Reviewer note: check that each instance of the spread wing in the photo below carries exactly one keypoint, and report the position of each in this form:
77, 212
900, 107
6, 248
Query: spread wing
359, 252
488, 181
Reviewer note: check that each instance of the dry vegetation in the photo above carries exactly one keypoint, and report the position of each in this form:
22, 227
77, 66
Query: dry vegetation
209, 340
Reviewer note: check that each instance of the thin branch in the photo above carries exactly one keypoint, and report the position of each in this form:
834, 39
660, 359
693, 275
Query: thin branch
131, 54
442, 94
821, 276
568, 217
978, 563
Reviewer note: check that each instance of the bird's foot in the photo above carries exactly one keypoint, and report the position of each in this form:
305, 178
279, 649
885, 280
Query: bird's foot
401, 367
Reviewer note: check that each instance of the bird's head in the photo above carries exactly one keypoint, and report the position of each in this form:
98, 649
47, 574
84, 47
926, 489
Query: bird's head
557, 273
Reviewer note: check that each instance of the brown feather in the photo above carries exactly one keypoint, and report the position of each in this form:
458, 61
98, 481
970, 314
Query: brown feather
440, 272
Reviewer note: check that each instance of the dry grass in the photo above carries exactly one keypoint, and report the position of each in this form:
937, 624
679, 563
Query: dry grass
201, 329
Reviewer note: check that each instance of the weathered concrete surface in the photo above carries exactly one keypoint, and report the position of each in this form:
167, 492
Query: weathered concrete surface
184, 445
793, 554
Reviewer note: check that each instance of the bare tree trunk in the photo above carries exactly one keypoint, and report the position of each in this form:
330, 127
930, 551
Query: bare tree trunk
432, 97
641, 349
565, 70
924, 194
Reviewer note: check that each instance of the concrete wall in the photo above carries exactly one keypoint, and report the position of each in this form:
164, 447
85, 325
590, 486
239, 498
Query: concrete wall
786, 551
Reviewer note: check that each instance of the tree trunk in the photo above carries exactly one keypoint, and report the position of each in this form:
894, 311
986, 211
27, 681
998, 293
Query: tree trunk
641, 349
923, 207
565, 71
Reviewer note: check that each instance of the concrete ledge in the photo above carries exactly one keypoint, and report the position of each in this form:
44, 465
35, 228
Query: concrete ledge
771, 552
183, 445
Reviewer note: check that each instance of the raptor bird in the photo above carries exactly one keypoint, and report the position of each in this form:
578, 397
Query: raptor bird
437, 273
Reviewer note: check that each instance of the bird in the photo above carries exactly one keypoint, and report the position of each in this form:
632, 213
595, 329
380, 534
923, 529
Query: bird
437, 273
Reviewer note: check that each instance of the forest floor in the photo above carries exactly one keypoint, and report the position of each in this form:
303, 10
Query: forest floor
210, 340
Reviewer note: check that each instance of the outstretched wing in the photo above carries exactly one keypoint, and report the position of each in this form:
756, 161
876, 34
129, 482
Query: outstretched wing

* **EXERCISE OBJECTIVE**
Recast all the items above as a numbered list, leaving out any blank lines.

* **ANSWER TO THIS TASK**
1. Reviewer note: check that each instance of the spread wing in the photo below carries exactly one keypoint, and report the position of each in this form:
2. 77, 212
3. 900, 107
4. 6, 248
5. Query: spread wing
6. 359, 252
7. 488, 181
8. Reviewer note: check that each instance of the dry vegetation in the photo above carries exactly one keypoint, and report the position of each in this form:
9. 22, 227
10. 77, 66
11. Query: dry vegetation
12. 209, 340
13. Reviewer note: check that each instance of the thin branch in the photo above carries exactly one keypoint, and report the position of each in this form:
14. 834, 39
15. 660, 359
16. 693, 275
17. Query: thin branch
18. 131, 54
19. 442, 94
20. 821, 276
21. 568, 217
22. 978, 563
23. Reviewer note: check that each instance of the bird's foot in the photo above carries exactly one keypoint, and report the position of each in this form:
24. 305, 178
25. 279, 649
26. 885, 280
27. Query: bird's foot
28. 401, 367
29. Reviewer note: check that each instance of the bird's head in the photo above carries exactly one keypoint, and report the position of each in this form:
30. 98, 649
31. 47, 574
32. 84, 47
33. 926, 489
34. Query: bird's head
35. 557, 273
36. Reviewer note: check that each instance of the brown feather in the photo above carries exactly one keypoint, and report the position of each in this form:
37. 458, 61
38. 98, 481
39. 970, 314
40. Query: brown feather
41. 440, 272
42. Reviewer note: check that each instance of the dry grass in the photo above carries exactly one keypoint, and report the position of each in this form:
43. 937, 624
44. 679, 563
45. Query: dry grass
46. 201, 329
47. Reviewer note: check that each instance of the weathered concrete surface in the photo above carries exactly one keypoint, and report the position of each in this form:
48. 167, 492
49. Query: weathered concrete surface
50. 184, 445
51. 793, 554
52. Reviewer note: check that each instance of the bare tree trunk in the photo above carries exactly one keypoint, and report the position of each in this form:
53. 330, 127
54. 930, 551
55. Query: bare tree trunk
56. 432, 97
57. 641, 349
58. 565, 70
59. 924, 194
60. Reviewer note: check that each instance of the concrete wall in the photo above carries exactly one keypoint, and report the position of each in this form:
61. 164, 447
62. 85, 325
63. 590, 486
64. 239, 498
65. Query: concrete wall
66. 786, 551
67. Reviewer note: check that each instance of the tree trunk in the photo above carries exactly one keypoint, and report the position of each in this form:
68. 894, 311
69. 986, 211
70. 27, 681
71. 998, 293
72. Query: tree trunk
73. 641, 349
74. 923, 207
75. 565, 71
76. Reviewer note: check that each instance of the concrete ledge in the photo above carries exactly one keypoint, and report the position of each in this form:
77. 44, 465
78. 35, 228
79. Query: concrete ledge
80. 771, 552
81. 183, 445
82. Reviewer note: check that each instance of the raptor bird in the photo above carries exactly one keypoint, and report the position of each in this form:
83. 578, 397
84. Query: raptor bird
85. 437, 273
86. Reviewer note: check that each instance of the bird in the photo above carries exactly one keypoint, and report the position of each in this form:
87. 632, 213
88. 595, 329
89. 380, 534
90. 923, 529
91. Query: bird
92. 437, 273
93. Reviewer note: check that each instance of the forest floor in the photo above carries exactly one keypoint, and report the position of each in this form:
94. 303, 10
95. Query: forest floor
96. 210, 340
97. Reviewer note: check that each instance of the outstretched wing in the photo above carries exactly one keypoint, and report the position of each in this form:
98. 756, 161
99. 876, 34
100. 129, 482
101. Query: outstretched wing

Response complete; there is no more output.